For example being doxxed won’t go any better/worse for my lack of official sex work. I’m still the nasty slutty pervert lady. Femdoms exist in a perfect storm of representing a certain phobic projection to a certain kind of man, while getting smacked with the “whore” stigma, is it any wonder that real or not, they charge?

So why don’t you go pro, Miss Pearl?

In my case I don’t do prodom work, but that’s partly because I don’t have the attraction to the scenario that would involve. Am I asked to? Frequently.

The overlap between dominatrix as a viable commercial archetype, and my sexuality is not close enough to justify it. I don’t dislike all of it!

For example as a writer, even in erotica, the hot thing is incest. I could write incest porn and more people would like my work better. But… I dun wanna.

I got out of vanilla copywriting because the pay to effort was shit. I don’t write incest porn because my personal perception of it being gross (victim of real life incest) isn’t worth the uptick in happy readers.

For me, the other askew is I don’t personally like the two conditionals of pro-domme work, both the necessity of certain conformity, and an availability that makes me squick hard.

Conformity isn’t falseness.

I am overdue to write about the other femdom audience. It’s a whole essay on its own, that we exclude women in conversations about our own physical and aesthetic presentation… even though we are actually the (snrk) dominant voice by dint of the whole nature of contemporary gender roles.

To put it on a napkin: although the economics make male patronage favour certain modes and aesthetics, whether designing, assembling or performing the aesthetic, fashion is a woman’s language. It is so female coded that men existing in our spaces as creators and taste makers cannot escape at least the presumption of queerness.

Nailing that down, it hits the artists dilemma: what sells is nessarily pragmatic. Just as the technically submissive enjoy more real power in a BDSM sex act by virtue of the fact that that their submission isn’t passive, he who pays the pegger picks the pipe.

Where we go wrong is saying that he composes the entire scenario. It is possible that clients can create it as a form of vanity theatre, the Sun King (or Sun Kink, if you will) in the centre of his ballet of courtiers. But, again, composers, costumers, set designers, advisors, etc… all express various points of agency.

I am no baroque ballerina, but that is a lot more personal pathos than a dislike of every bit of dance. Supposed social structures and group participation in a whole, to me are fundamentally a reminder of my being broken. Trauma or Autism, I cannot hear the beats that everyone else seem to.

*What you will do*.
**A.** For each statement, say yes or no depending on whether it agrees with the essay on pro-domme work above, and quote the words of the essay that decide it: (i) The writer is often asked to do prodom work. (ii) The writer left vanilla copywriting because the work was too dull. (iii) The writer says conformity is the same thing as falseness.
**B.** Carry on the essay on pro-domme work, starting after its last sentence.
The records that follow are separate material and have no connection to the essay on pro-domme work.

*Supplied data*.
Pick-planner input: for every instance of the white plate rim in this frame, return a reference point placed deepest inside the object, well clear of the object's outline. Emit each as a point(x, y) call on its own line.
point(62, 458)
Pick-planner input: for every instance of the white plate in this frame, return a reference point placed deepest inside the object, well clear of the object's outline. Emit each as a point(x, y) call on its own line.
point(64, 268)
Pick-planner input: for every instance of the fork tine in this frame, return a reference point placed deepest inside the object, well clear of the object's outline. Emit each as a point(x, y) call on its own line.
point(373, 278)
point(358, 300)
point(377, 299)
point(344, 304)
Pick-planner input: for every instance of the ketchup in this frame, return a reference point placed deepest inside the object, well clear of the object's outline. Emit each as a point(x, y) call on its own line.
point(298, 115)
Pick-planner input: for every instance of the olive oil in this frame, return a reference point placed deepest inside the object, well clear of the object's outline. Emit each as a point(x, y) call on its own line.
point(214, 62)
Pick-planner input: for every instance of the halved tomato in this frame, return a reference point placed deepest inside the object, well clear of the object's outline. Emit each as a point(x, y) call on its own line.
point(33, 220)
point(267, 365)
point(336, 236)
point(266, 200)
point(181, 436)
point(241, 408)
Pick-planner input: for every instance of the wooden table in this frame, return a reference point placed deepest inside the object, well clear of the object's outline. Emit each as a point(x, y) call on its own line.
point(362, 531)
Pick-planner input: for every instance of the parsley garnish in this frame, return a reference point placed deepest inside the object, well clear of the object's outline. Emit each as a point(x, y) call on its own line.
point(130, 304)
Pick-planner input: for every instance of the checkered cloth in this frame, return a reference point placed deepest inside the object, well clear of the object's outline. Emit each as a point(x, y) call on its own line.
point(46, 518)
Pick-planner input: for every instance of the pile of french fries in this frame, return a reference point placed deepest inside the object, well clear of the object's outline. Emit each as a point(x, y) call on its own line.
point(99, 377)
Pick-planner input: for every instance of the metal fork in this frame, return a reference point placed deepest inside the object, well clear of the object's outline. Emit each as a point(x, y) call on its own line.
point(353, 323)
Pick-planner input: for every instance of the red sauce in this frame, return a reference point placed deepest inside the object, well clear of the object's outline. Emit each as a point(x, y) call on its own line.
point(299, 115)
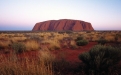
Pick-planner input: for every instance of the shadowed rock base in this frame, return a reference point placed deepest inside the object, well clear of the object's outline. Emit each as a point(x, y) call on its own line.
point(63, 25)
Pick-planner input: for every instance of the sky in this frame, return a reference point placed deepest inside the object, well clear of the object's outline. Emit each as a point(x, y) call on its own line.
point(23, 14)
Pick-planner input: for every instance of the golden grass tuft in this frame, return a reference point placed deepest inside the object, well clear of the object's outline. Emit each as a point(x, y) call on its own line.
point(32, 45)
point(25, 65)
point(4, 44)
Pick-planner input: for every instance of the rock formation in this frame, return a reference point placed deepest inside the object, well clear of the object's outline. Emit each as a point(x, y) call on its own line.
point(62, 25)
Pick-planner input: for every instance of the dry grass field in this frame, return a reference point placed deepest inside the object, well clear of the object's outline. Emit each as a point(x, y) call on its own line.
point(49, 53)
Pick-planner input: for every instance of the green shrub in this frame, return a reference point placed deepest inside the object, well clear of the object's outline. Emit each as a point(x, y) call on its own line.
point(18, 47)
point(100, 58)
point(102, 41)
point(81, 42)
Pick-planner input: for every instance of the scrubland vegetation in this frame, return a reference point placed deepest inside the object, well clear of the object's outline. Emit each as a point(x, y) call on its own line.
point(32, 53)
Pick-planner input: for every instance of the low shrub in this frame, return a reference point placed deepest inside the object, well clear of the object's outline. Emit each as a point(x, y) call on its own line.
point(18, 47)
point(32, 45)
point(79, 38)
point(102, 41)
point(81, 42)
point(100, 58)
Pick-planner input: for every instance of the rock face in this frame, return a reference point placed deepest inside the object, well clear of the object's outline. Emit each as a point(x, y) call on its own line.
point(62, 25)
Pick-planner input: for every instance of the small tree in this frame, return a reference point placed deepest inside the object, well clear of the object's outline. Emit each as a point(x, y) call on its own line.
point(100, 58)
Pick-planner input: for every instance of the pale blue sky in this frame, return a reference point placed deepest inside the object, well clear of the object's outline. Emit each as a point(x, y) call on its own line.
point(23, 14)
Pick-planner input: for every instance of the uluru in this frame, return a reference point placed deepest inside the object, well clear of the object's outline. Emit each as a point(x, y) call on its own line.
point(63, 25)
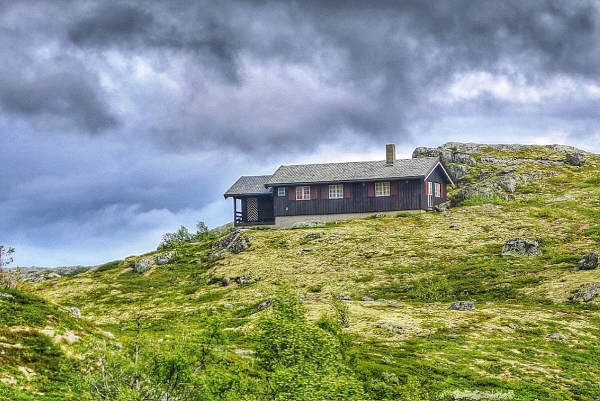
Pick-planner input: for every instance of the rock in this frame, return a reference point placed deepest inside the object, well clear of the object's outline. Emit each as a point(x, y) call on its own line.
point(242, 280)
point(559, 199)
point(143, 265)
point(243, 351)
point(587, 292)
point(240, 245)
point(463, 158)
point(265, 304)
point(390, 327)
point(521, 247)
point(442, 207)
point(74, 311)
point(458, 171)
point(309, 224)
point(557, 336)
point(588, 262)
point(509, 184)
point(226, 241)
point(232, 242)
point(423, 151)
point(462, 305)
point(163, 258)
point(576, 159)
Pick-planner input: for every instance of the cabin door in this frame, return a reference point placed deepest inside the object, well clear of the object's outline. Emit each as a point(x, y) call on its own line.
point(429, 194)
point(252, 210)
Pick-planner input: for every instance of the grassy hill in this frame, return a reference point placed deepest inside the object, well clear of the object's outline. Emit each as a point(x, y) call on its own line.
point(526, 339)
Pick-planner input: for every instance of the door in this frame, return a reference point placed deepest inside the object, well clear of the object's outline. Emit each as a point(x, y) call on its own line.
point(252, 210)
point(429, 194)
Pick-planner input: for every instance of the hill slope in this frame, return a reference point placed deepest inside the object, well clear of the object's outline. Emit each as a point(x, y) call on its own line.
point(525, 339)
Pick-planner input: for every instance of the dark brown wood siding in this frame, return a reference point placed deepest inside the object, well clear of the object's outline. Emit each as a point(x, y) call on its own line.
point(358, 200)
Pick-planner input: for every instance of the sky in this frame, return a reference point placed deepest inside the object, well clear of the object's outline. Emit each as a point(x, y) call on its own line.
point(123, 120)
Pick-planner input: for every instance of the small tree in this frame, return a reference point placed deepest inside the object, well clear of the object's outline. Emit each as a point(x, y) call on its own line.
point(5, 259)
point(7, 279)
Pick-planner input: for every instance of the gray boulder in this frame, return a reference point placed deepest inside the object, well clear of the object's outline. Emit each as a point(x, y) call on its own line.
point(74, 311)
point(557, 336)
point(442, 207)
point(163, 258)
point(143, 265)
point(521, 247)
point(587, 292)
point(589, 261)
point(265, 304)
point(458, 171)
point(423, 151)
point(463, 158)
point(576, 159)
point(391, 327)
point(462, 305)
point(509, 184)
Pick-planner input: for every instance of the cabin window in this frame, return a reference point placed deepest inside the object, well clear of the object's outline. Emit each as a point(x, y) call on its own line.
point(303, 193)
point(382, 189)
point(336, 191)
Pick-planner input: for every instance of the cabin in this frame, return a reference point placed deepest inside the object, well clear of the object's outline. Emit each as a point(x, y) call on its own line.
point(336, 191)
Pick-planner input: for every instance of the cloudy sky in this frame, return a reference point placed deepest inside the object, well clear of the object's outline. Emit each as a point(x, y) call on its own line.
point(122, 120)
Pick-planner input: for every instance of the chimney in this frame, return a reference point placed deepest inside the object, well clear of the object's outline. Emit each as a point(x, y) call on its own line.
point(390, 154)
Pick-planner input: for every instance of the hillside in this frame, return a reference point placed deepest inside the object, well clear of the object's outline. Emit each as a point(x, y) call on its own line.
point(528, 337)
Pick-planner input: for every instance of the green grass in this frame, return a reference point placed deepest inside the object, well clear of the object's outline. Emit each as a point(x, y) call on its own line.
point(417, 263)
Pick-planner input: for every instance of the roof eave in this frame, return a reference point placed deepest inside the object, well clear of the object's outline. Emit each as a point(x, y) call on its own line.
point(284, 184)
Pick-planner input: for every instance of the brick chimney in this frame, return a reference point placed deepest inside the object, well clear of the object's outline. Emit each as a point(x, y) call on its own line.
point(390, 154)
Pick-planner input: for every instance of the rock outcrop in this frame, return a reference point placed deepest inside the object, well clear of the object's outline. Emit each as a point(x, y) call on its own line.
point(521, 247)
point(587, 292)
point(588, 262)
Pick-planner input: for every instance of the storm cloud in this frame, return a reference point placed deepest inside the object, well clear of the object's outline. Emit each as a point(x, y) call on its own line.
point(122, 119)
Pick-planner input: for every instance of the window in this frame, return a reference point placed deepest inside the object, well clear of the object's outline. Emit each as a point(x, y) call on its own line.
point(303, 193)
point(382, 189)
point(336, 191)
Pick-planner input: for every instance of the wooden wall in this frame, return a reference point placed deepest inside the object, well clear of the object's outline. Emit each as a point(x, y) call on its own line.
point(405, 196)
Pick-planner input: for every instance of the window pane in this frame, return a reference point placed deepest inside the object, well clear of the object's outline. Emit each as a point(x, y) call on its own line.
point(382, 189)
point(336, 191)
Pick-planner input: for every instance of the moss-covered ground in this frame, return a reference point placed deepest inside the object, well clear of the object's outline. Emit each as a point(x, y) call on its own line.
point(412, 266)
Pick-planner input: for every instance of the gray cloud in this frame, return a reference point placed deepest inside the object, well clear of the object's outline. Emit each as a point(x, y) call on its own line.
point(183, 96)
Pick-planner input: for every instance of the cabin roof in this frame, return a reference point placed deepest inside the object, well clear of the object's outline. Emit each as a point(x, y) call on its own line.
point(351, 171)
point(248, 185)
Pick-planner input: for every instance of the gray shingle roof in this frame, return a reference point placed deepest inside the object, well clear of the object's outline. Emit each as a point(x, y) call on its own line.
point(249, 185)
point(351, 171)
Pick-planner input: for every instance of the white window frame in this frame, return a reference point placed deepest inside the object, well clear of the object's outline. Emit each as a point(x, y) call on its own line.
point(336, 191)
point(303, 192)
point(382, 188)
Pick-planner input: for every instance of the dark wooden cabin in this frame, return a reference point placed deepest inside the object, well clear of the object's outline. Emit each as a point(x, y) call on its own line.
point(252, 201)
point(340, 190)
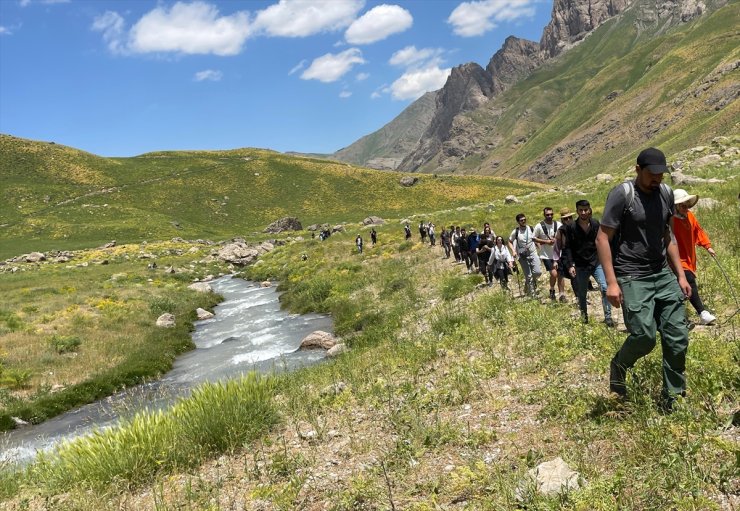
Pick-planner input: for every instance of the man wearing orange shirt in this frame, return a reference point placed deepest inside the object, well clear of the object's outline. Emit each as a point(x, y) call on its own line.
point(689, 234)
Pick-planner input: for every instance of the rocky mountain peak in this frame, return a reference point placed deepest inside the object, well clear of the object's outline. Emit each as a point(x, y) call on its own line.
point(572, 20)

*Written answers*.
**A.**
(i) Yes: "Am I asked to? Frequently."
(ii) No: "I got out of vanilla copywriting because the pay to effort was shit."
(iii) No: "Conformity isn’t falseness."

**B.**
I mean, this makes me a unique kind of fraud, because I pass pretty well as a relatable rebel. Only once you spin out the #fuzzyslippers and #pyjamadomme to its extreme, I fall out of step with the chorus.

I am correct that the monopoly that the current structure has on defining femdom (looking at you Annie Nomis, you Academic Elise Sutton) is hot garbage, but “Real Femdom” is just another trap of limited definition. I am not going to be any more happy if the entirety of my sexual performance is directed by that norm set more so than the Dominatrix one.

Back to the point at hand, however, that norms, themselves, help us bridge the gap of communication with the unique selves. Costume, title, tool- all are overlays onto bridging the isolated self into the other.

I am reticent to admit but one of the places I am most able to connect to others is through my sexuality. The intensity of the moment, a free ability to suddenly lose the bewildering metaphorical wall of noise that most people are and just be merged as the self overlaps over my victim is a sensation of joy beyond my body.

Some sort of conclusion

When you pay a sex worker, they are no more or less fake than anyone you interact with. What you are paying for is the risk and the effort involved to make themselves work for you, outside of the pure creative work.

Being upset people ask for payment is being unaware you exist in a world that largely caters to your desire and asking for people to make it even easier for you- there would be more out there lifestyle femdoms… if you dealt with that pesky sexism problem.